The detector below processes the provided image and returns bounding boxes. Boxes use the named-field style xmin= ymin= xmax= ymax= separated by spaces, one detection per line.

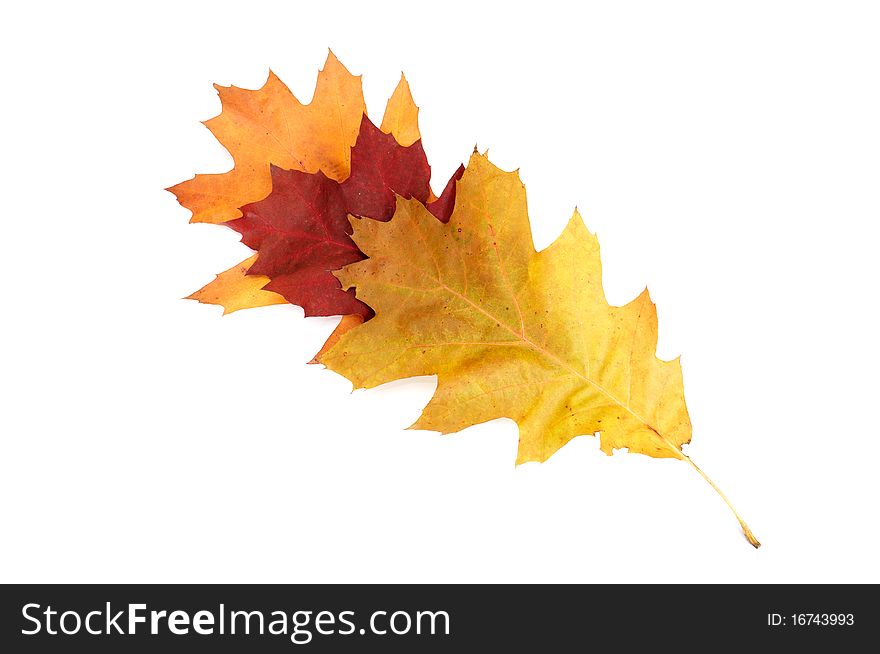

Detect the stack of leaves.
xmin=169 ymin=53 xmax=759 ymax=547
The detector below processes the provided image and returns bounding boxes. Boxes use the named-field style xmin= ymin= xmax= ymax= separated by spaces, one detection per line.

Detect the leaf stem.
xmin=679 ymin=450 xmax=761 ymax=549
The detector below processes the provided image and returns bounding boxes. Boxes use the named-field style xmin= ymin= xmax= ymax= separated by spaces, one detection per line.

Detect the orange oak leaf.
xmin=176 ymin=52 xmax=422 ymax=316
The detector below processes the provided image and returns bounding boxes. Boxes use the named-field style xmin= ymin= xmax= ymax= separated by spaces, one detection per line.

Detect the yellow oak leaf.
xmin=318 ymin=152 xmax=758 ymax=547
xmin=186 ymin=254 xmax=287 ymax=316
xmin=168 ymin=52 xmax=366 ymax=223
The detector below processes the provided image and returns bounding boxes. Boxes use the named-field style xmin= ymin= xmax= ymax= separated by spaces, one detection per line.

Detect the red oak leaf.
xmin=226 ymin=116 xmax=434 ymax=319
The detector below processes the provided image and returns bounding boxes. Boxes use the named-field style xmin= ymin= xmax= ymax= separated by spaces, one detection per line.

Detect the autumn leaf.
xmin=319 ymin=153 xmax=758 ymax=547
xmin=174 ymin=57 xmax=426 ymax=316
xmin=227 ymin=116 xmax=431 ymax=318
xmin=168 ymin=52 xmax=366 ymax=223
xmin=186 ymin=255 xmax=287 ymax=315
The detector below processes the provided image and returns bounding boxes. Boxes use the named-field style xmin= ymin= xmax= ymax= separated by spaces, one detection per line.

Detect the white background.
xmin=0 ymin=1 xmax=880 ymax=582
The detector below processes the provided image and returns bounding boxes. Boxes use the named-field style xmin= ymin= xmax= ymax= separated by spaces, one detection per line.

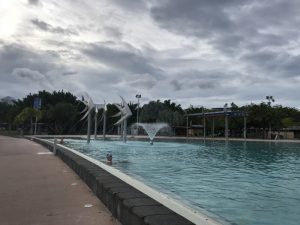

(Task directions)
Could you rewrite the data above with every "oak" changed to "maple" and everything else left as it is, omitting the pictures?

(Solution for this task)
The detector below processes the provided image and returns bounding boxes. Boxes use the named-field style xmin= ymin= xmax= ymax= separated by spaces, one detection per line.


Detect the stack of leaves.
xmin=169 ymin=53 xmax=759 ymax=547
The detector below processes the provided image and returns bounding boxes. Boxes use the named-field style xmin= ymin= xmax= ymax= separated by spaces, one detection per line.

Detect the leaf stem.
xmin=679 ymin=450 xmax=761 ymax=549
The detector below processes the provided image and returns bounding boxes. Boxes use the named-field style xmin= ymin= xmax= ymax= separated by spaces, one detection per line.

Detect the orange maple leaf.
xmin=176 ymin=52 xmax=422 ymax=316
The detector below processes the provided image and returns bounding boxes. Boxes use the named-field style xmin= ymin= xmax= ymax= separated by spaces, one detection per line.

Detect the yellow maple leaf.
xmin=318 ymin=152 xmax=758 ymax=547
xmin=186 ymin=254 xmax=287 ymax=316
xmin=168 ymin=52 xmax=366 ymax=223
The detector below processes the provided image and returns bounding boxes. Boxes use the named-field style xmin= ymin= xmax= ymax= separated by spaces, one detection per line.

Detect the red maple leaf.
xmin=226 ymin=116 xmax=434 ymax=319
The detector below processes the provided image and returns bounding boxes. Boxes use the named-field style xmin= ymin= xmax= ymax= separated by spaces, one detection per line.

Detect the autumn leaf.
xmin=319 ymin=153 xmax=758 ymax=547
xmin=174 ymin=57 xmax=426 ymax=316
xmin=227 ymin=116 xmax=431 ymax=318
xmin=168 ymin=52 xmax=366 ymax=223
xmin=186 ymin=255 xmax=287 ymax=315
The detector below processes the provided image and returns bounding boxes. Boxes use the named-field style xmin= ymin= xmax= ymax= separated by spaces, one detection per line.

Detect the white background.
xmin=0 ymin=1 xmax=880 ymax=582
The detector below processes the provided image and returns bounding boxes. Boxes use the named-field style xmin= ymin= xmax= ymax= separated by spaces, one detection per line.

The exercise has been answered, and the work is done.